**SELECTED PASSAGE**
Lefkow said Mendoza faces an unenviable situation but “minimally funding the obligations of the decrees while fully funding other obligations” violates legal orders. Plaintiffs are not asking the state to make good on all the overdue bills but to make payments sufficient to maintain medical services. “This is a reasonable position,” she wrote.

In the state’s latest filing submitted Tuesday, AG lawyers asked the judge to put off the effective date of any court order elevating Medicaid over other payment obligations until July 1 to help raise political pressure to resolve the budget stalemate and avert further downgrades.

About 90% of the state's scheduled spending continues under continuing appropriations, consent decrees, and court orders, though it does not have enough revenue to do so, leading to the bill backlog in the comptroller's office. In addition to payroll and debt service, the state makes $593 million in monthly pension payments and sends $270 million in aid to school districts.

“Core” payments total $2.1 billion monthly and consume about 90% of monthly revenues.

Adjusting the status of payment obligations would not immediately impact state GO repayment because the state sets aside in monthly allotments funds needed for debt service 12 months ahead of due dates. GOs enjoy far-reaching protections under the state's GO Bond Act which provides an irrevocable and continuing appropriation and extends beyond a reliance on general fund revenues.

**WHAT THIS EXERCISE ASKS**
A: Could you reproduce the passage on the state's payment obligations from "In the state’s" to "of monthly revenues."?
B: What does the passage on the state's payment obligations say, summed up in two sentences?
C: Can you extend the passage on the state's payment obligations, picking up after its final sentence?

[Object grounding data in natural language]
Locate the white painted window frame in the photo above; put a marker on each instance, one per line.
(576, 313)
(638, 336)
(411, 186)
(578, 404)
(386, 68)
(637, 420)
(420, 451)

**ANSWERS PROVIDED**
A:
In the state’s latest filing submitted Tuesday, AG lawyers asked the judge to put off the effective date of any court order elevating Medicaid over other payment obligations until July 1 to help raise political pressure to resolve the budget stalemate and avert further downgrades.

About 90% of the state's scheduled spending continues under continuing appropriations, consent decrees, and court orders, though it does not have enough revenue to do so, leading to the bill backlog in the comptroller's office. In addition to payroll and debt service, the state makes $593 million in monthly pension payments and sends $270 million in aid to school districts.

“Core” payments total $2.1 billion monthly and consume about 90% of monthly revenues.

B: Lefkow wrote that minimally funding the decrees' obligations while fully funding others violates legal orders, and the plaintiffs want only payments sufficient to maintain medical services, while the state's lawyers asked that any order elevating Medicaid over other obligations take effect no sooner than July 1. About 90% of the state's scheduled spending continues under continuing appropriations, consent decrees, and court orders despite insufficient revenue, though repayment of GO bonds would not be immediately affected because debt service funds are set aside 12 months ahead of due dates.

C:
All legally available revenue including special funds totaling about $10.8 billion can be tapped. The state constitution also includes a non-impairment provision that prohibits General Assembly action that impairs the obligations of a contract between the state and its bondholders and bondholders can bring suit to compel the state to meet its obligations.

The escalating pressure caused by the budget delay could eventually render those protections moot, analysts say.

The state’s precarious cash flow was underscored by reports this week from the General Assembly’s Commission on Government Forecasting and Accountability. May revenues were up by $144 million but overall revenue with just one month left in the fiscal year totaled just $26.5 billion, down $955 million, or 3.5%, from the previous year.

COGFA also warned of a $6.2 billion deficit this year and a $7.7 billion deficit in fiscal 2018 absent changes in spending or revenue projections. The state will spend more than $38 billion this year while revenues total just $32 billion. Revenues next year are projected at $32.1 billion while spending will rise to $39.8 billion. That means the backlog will grow from about $15 billion at the end of this fiscal year to $22.7 billion next year.